··· TEXTAUSSCHNITT ···
# Sidewinder Joystick Installation



## vinc5nt (29. April 2002)

Hallo,

Ich habe noch ein Problem: Wenn ich versuche den Sidwinder Joystick von MS zu installieren (der sich normalerweise ohne große Probleme mit dem Einstöpseln per USB, ganz alleine installieren soll) erkennt er die neue Hardware, sogar als Sidewinder Software nur fragt er mich dann nach Treibern und das gelbe Fragezeichen vor dem Sidewinder bleibt auch permanent bestehen. Das Problem bei dieser Sache ist, dass ich keine Treiber habe und das ich ihn auch nicht "per Hand" über gamecontroller adden kann ?

Ach das OS ist WinXP  




Danke


----------



## BubiBohnensack (30. April 2002)

Deinstallier die Microsoft Gamecontroller Software und alles, was zum Joystick gehört!
WinXP erkennt Microsoft Sticks automatisch. Nach der Deinstallation also neustarten und danach auf Gamecontroller -> Sidewinder (aut. erk.)
Dann rödelt er n bissl rum und bei allen meinen (Joystick, Lenkrad, Pad) klappts danach prima.


----------
··· BEREITGESTELLTE ZEILEN ···
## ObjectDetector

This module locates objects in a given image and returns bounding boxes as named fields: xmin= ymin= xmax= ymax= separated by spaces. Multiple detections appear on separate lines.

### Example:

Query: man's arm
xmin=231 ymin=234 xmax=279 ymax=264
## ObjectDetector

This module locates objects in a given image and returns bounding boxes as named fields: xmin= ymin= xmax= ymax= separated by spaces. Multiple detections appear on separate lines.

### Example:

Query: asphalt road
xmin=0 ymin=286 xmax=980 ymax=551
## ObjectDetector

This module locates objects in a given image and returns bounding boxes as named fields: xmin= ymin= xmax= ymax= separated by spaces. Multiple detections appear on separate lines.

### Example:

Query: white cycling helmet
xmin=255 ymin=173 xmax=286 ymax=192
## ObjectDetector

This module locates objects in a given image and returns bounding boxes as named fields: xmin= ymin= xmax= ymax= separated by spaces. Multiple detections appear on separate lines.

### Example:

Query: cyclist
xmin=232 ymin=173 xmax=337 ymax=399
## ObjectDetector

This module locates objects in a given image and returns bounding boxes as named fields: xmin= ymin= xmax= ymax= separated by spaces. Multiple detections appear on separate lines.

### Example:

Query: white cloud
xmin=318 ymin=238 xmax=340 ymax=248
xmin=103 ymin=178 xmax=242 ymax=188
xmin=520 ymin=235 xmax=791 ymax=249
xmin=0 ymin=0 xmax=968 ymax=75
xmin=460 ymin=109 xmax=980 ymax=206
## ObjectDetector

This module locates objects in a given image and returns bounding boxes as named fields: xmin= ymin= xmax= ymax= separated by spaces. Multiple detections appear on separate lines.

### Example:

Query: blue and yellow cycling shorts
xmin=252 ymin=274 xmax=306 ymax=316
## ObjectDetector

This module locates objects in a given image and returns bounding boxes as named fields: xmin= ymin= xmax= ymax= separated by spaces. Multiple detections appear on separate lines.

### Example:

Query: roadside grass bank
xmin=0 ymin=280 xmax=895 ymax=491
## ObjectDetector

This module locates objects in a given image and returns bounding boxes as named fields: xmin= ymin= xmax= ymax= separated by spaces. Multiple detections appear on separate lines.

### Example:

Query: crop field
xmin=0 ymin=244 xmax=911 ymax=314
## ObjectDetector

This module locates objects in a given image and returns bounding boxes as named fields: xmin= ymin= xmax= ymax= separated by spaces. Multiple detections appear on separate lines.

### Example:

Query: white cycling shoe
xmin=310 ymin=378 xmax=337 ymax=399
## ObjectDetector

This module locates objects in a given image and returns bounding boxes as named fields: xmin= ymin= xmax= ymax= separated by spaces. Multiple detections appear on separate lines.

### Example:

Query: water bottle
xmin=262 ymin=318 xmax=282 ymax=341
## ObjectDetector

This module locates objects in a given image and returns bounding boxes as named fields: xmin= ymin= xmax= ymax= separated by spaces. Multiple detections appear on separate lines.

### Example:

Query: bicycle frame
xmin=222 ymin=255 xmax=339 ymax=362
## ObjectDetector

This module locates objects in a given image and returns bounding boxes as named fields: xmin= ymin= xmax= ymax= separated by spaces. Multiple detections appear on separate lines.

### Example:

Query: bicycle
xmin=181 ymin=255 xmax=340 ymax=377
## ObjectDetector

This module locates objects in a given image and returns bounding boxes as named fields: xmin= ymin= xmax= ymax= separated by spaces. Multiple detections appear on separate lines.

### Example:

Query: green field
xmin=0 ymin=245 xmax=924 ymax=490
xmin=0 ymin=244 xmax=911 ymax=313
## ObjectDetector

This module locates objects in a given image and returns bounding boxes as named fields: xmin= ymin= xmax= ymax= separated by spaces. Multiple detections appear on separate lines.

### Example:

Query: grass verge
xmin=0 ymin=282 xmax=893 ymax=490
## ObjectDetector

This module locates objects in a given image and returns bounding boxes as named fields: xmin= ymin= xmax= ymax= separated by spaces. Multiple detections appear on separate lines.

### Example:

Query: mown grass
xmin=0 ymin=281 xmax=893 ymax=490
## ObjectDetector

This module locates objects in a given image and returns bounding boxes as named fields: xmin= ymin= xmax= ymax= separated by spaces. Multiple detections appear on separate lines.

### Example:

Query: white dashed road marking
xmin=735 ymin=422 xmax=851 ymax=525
···
## ÜBUNGSAUFGABEN
1. Gib bitte aus dem Forenthread zur Joystick-Installation einen Abschnitt wörtlich wieder: Beginne bei den Worten „Deinstallier die Microsoft“ und höre nach den Worten „Sidewinder (aut. erk.)“ auf.
2. Was soll laut BubiBohnensack im Forenthread zur Joystick-Installation deinstalliert werden?
Für die Aufgaben werden die Zeilen nicht gebraucht.

## ERGEBNISSE JE AUFGABE
1.
Deinstallier die Microsoft Gamecontroller Software und alles, was zum Joystick gehört!
WinXP erkennt Microsoft Sticks automatisch. Nach der Deinstallation also neustarten und danach auf Gamecontroller -> Sidewinder (aut. erk.)

2. Die Microsoft-Gamecontroller-Software und alles, was zum Joystick gehört.